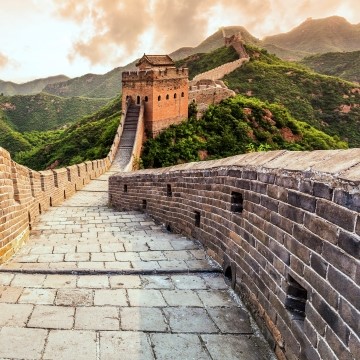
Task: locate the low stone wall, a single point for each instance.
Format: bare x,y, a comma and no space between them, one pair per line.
25,193
139,139
285,226
205,96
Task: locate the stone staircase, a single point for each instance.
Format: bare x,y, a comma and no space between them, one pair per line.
128,137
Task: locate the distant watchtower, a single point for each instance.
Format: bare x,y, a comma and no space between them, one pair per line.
162,87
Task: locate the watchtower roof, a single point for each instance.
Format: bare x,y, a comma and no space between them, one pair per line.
156,60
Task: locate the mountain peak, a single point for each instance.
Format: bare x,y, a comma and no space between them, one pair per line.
331,34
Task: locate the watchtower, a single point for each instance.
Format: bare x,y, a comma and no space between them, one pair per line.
161,87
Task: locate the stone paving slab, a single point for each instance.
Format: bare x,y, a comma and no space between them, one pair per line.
93,283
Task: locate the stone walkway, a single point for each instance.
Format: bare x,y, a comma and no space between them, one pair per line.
93,283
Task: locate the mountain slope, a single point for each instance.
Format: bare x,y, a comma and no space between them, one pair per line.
342,64
329,103
199,63
109,84
91,85
214,42
43,111
236,126
89,138
331,34
11,140
9,88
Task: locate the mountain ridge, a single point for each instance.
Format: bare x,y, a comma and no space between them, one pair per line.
285,45
9,88
314,36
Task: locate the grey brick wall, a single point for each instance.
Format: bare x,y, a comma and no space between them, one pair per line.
285,228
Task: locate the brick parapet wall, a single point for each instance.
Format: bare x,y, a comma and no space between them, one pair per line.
25,193
139,139
285,226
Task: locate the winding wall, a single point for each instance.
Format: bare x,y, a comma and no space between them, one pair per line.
25,193
286,228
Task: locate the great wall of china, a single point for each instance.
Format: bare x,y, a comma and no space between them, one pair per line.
284,226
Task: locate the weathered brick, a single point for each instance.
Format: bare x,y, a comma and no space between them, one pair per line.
315,319
297,265
331,317
322,190
249,174
307,238
280,251
350,243
321,228
354,346
348,200
268,178
319,264
242,184
269,203
321,286
287,182
298,249
336,214
350,315
339,259
309,352
337,346
306,186
310,333
282,222
277,192
258,187
345,286
292,213
325,351
303,201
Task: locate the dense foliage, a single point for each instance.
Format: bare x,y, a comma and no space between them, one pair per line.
342,64
88,139
319,36
236,126
11,140
9,88
43,112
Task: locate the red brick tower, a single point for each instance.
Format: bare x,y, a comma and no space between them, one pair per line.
162,87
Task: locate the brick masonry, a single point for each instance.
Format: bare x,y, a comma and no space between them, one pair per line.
25,193
284,226
164,93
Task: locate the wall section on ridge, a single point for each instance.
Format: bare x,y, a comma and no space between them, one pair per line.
284,225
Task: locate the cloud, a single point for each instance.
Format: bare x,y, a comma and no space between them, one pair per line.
118,29
115,26
4,61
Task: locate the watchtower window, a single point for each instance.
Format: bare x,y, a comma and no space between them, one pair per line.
168,190
197,218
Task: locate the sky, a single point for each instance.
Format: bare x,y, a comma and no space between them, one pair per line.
40,38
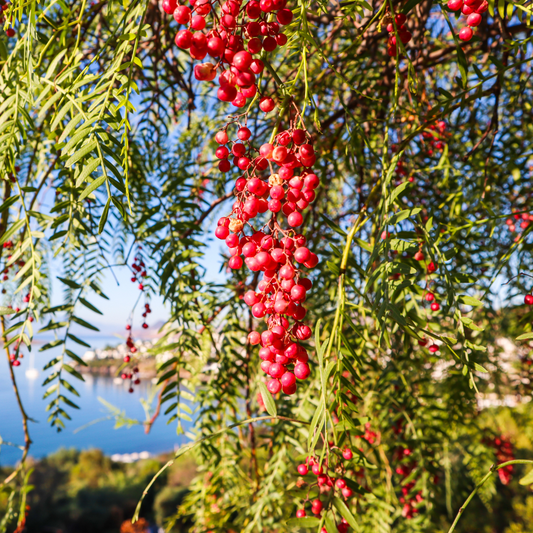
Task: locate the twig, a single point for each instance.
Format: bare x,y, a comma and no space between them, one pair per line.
25,417
493,468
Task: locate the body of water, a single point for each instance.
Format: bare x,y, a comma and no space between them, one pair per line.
46,440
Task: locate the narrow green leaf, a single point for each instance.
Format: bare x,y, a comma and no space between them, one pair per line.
268,400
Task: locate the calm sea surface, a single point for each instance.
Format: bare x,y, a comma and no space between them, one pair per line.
101,435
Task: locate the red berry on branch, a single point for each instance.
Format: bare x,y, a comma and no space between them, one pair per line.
466,33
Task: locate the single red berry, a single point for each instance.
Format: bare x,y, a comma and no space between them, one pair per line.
302,470
466,33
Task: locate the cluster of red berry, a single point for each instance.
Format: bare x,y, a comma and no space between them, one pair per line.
276,252
397,29
240,32
473,10
330,478
234,27
503,449
518,222
4,6
133,374
434,139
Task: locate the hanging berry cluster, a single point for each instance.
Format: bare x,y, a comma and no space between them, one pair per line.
4,6
239,33
233,28
138,274
518,222
276,252
400,31
330,481
472,9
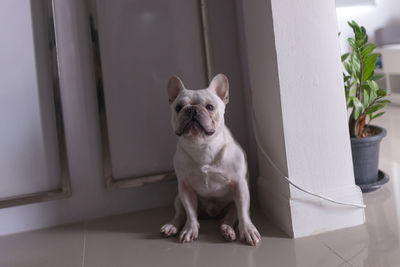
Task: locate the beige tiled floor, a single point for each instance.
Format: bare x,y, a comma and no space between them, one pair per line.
133,239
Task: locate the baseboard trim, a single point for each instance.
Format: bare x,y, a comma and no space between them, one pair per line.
307,215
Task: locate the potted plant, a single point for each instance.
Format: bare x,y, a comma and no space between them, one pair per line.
365,101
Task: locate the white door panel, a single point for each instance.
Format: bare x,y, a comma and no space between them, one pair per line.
29,160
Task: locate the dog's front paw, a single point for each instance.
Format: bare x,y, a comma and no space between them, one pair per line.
189,233
249,234
227,232
168,230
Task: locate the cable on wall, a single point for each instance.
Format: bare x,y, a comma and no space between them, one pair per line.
255,126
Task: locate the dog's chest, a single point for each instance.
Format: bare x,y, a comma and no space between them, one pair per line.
208,181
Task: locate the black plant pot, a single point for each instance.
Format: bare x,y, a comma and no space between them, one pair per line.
365,153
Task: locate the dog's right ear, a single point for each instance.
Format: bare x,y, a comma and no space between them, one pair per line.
175,86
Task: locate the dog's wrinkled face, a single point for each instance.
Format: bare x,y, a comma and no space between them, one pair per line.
198,113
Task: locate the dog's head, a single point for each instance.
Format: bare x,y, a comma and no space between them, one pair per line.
198,114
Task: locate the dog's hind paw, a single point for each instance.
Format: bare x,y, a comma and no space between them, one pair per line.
227,232
168,230
249,234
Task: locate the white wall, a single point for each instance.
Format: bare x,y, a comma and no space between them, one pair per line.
299,97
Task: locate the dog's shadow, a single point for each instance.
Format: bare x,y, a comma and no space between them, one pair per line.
146,225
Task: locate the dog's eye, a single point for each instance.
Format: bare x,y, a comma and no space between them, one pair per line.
178,108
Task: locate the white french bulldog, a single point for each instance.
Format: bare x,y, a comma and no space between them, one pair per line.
210,165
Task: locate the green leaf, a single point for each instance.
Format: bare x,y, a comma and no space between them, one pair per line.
377,77
367,50
352,43
381,92
373,85
374,108
345,56
353,91
372,96
377,115
347,67
358,107
365,98
384,101
369,66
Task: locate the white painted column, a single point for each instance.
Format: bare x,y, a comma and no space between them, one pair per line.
296,78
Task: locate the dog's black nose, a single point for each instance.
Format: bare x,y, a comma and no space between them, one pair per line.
191,111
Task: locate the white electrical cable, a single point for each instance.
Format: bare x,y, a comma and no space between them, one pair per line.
255,125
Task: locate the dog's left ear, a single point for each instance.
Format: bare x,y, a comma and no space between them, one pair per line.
175,86
220,85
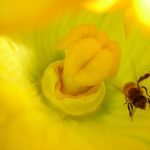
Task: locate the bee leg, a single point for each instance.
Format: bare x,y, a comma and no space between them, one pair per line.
145,90
145,76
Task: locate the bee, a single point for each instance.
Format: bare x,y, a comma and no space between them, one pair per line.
136,96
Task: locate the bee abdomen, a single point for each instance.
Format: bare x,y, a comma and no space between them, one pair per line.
140,102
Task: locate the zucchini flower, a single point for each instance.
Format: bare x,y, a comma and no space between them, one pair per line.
61,82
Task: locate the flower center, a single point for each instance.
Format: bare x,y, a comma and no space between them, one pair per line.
76,84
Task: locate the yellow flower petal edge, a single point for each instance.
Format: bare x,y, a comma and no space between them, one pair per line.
76,105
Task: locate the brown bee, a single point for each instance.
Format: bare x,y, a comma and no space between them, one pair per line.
135,96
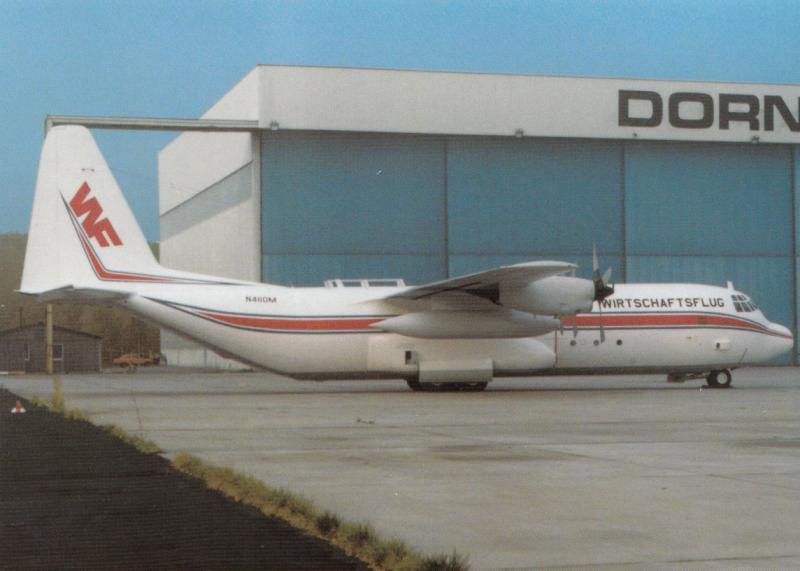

----------

**EXERCISE OBJECTIVE:** Pick out every line in the items above that contains the string "watchtower", treating uppercase and lowercase as different.

**OUTPUT BELOW:**
Task: locate the distant watchtower, a single point for each instance.
Task: locate the watchtower roof, a single point for each instance.
Task: locate the watchtower, a single point for each instance.
Task: locate the watchtower window, a single point for each instance.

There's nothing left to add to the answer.